Photo-based referring expression data
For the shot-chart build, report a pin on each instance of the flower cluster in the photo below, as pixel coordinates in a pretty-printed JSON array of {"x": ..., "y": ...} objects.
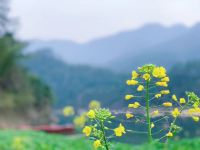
[
  {"x": 98, "y": 129},
  {"x": 80, "y": 119}
]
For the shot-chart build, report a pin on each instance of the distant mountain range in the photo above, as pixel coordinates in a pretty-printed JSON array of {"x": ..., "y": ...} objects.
[{"x": 151, "y": 43}]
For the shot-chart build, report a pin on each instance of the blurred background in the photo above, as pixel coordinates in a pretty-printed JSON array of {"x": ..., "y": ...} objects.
[{"x": 59, "y": 53}]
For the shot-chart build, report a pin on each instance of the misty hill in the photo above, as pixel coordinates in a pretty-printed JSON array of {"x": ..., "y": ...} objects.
[
  {"x": 76, "y": 85},
  {"x": 106, "y": 50}
]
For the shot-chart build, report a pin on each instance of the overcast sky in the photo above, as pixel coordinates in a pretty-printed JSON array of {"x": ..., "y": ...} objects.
[{"x": 83, "y": 20}]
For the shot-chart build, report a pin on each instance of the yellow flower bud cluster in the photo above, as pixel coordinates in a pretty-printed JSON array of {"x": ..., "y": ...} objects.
[{"x": 97, "y": 128}]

▸ **INSTRUCTIONS FOR THE TASK**: Pictures must be left out when the records are transcribed exactly.

▸ **PROBLEM SOLUTION**:
For the shot-chart build, report a pin on each instance of the flower cluster in the photo below, as pixel coordinates in a pretty-printed JSON array of {"x": ..., "y": ...} objects.
[
  {"x": 98, "y": 129},
  {"x": 80, "y": 119}
]
For the shot-chart build, report a pin on each instance of the distant mountain range in the photo above, as pixel coordinates in a pretty-printed JSON array of {"x": ..., "y": ...} objects.
[{"x": 151, "y": 43}]
For the shot-chart build, report a pin on each instance of the blurred background in the photo above, as pixel coordinates in a pretty-printed JSON array of {"x": ..., "y": ...} objects.
[{"x": 59, "y": 53}]
For the shot-chart build, report a pin on each instance of the misty hill in the photo above, as pixel coordinates in a pretty-printed JSON array of {"x": ..., "y": ...} objects.
[
  {"x": 76, "y": 85},
  {"x": 106, "y": 50}
]
For the shot-chart build, report a pin on each instance of the overcast sky in the photo above, as pixel coordinates in a pretty-printed JSON array of {"x": ..., "y": ...} objects.
[{"x": 83, "y": 20}]
For the shot-chart build, report a pin on each instance of the yellow flower bud cluster in the photo above, as pixel coordinates in a pretty-printed JSON array of {"x": ..., "y": ...} objects.
[{"x": 97, "y": 128}]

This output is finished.